### Available data
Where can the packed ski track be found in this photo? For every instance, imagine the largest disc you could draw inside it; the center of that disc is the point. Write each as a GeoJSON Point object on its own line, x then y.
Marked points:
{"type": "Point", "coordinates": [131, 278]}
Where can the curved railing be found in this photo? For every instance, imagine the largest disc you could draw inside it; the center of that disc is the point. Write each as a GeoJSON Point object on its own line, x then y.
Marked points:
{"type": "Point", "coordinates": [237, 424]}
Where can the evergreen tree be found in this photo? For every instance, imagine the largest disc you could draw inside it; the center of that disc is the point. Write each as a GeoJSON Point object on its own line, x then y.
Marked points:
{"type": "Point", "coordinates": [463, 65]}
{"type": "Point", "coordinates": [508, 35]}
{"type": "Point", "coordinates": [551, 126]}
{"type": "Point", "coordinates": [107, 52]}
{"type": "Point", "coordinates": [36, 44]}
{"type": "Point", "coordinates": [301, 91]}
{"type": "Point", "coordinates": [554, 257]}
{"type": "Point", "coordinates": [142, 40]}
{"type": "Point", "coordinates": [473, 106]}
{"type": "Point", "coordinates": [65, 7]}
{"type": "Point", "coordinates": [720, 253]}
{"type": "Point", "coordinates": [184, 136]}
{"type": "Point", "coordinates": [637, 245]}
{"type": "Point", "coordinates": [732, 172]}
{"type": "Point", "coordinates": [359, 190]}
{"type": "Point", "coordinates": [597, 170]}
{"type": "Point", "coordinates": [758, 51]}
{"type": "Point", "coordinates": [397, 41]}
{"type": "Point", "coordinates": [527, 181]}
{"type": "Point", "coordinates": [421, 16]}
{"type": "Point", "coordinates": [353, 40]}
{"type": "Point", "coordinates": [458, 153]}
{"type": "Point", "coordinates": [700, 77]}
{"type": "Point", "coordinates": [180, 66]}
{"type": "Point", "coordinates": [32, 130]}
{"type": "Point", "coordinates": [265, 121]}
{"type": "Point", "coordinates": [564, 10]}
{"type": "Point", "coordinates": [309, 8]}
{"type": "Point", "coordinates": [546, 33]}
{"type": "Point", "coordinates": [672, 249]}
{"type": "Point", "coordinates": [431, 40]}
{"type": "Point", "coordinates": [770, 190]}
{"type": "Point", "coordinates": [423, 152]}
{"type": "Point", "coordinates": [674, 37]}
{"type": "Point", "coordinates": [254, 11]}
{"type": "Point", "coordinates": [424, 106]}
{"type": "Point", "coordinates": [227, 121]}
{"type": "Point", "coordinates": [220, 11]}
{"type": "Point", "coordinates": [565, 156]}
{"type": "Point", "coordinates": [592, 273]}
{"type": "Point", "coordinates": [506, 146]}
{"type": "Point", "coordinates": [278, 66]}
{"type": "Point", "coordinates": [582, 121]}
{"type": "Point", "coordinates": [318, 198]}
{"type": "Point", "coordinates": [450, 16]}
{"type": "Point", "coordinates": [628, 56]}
######
> Problem to work on
The entries above are to be copied word for word.

> Task output
Where can the packed ski track be found in this photo? For every instance, imagine the largest disc you could draw inside it; the center of that disc is the point. Write each as a GeoJSON Point object on its own line, x then y.
Marked points:
{"type": "Point", "coordinates": [131, 278]}
Where can the curved railing be found in this photo? For every instance, imagine the largest disc you could draw inside it; the center of that disc is the point. Write each as a GeoJSON Point object on its own line, x then y.
Marked points:
{"type": "Point", "coordinates": [237, 424]}
Where can the evergreen tree be found in this photo? For every instance, imagine the largest disc you could draw inside it; the center of that disc is the point. Write each as a GeoJSON Point object on its own line, x then y.
Marked points:
{"type": "Point", "coordinates": [463, 65]}
{"type": "Point", "coordinates": [508, 35]}
{"type": "Point", "coordinates": [551, 126]}
{"type": "Point", "coordinates": [107, 52]}
{"type": "Point", "coordinates": [36, 44]}
{"type": "Point", "coordinates": [301, 91]}
{"type": "Point", "coordinates": [554, 257]}
{"type": "Point", "coordinates": [142, 40]}
{"type": "Point", "coordinates": [473, 106]}
{"type": "Point", "coordinates": [65, 7]}
{"type": "Point", "coordinates": [720, 253]}
{"type": "Point", "coordinates": [184, 136]}
{"type": "Point", "coordinates": [637, 245]}
{"type": "Point", "coordinates": [732, 172]}
{"type": "Point", "coordinates": [359, 190]}
{"type": "Point", "coordinates": [597, 170]}
{"type": "Point", "coordinates": [758, 51]}
{"type": "Point", "coordinates": [397, 41]}
{"type": "Point", "coordinates": [527, 181]}
{"type": "Point", "coordinates": [421, 16]}
{"type": "Point", "coordinates": [353, 40]}
{"type": "Point", "coordinates": [458, 153]}
{"type": "Point", "coordinates": [700, 77]}
{"type": "Point", "coordinates": [180, 66]}
{"type": "Point", "coordinates": [32, 130]}
{"type": "Point", "coordinates": [265, 121]}
{"type": "Point", "coordinates": [564, 10]}
{"type": "Point", "coordinates": [309, 8]}
{"type": "Point", "coordinates": [546, 33]}
{"type": "Point", "coordinates": [672, 249]}
{"type": "Point", "coordinates": [431, 40]}
{"type": "Point", "coordinates": [770, 190]}
{"type": "Point", "coordinates": [423, 152]}
{"type": "Point", "coordinates": [674, 37]}
{"type": "Point", "coordinates": [254, 11]}
{"type": "Point", "coordinates": [424, 106]}
{"type": "Point", "coordinates": [227, 121]}
{"type": "Point", "coordinates": [220, 11]}
{"type": "Point", "coordinates": [565, 156]}
{"type": "Point", "coordinates": [592, 273]}
{"type": "Point", "coordinates": [506, 146]}
{"type": "Point", "coordinates": [278, 66]}
{"type": "Point", "coordinates": [582, 121]}
{"type": "Point", "coordinates": [318, 198]}
{"type": "Point", "coordinates": [450, 16]}
{"type": "Point", "coordinates": [628, 56]}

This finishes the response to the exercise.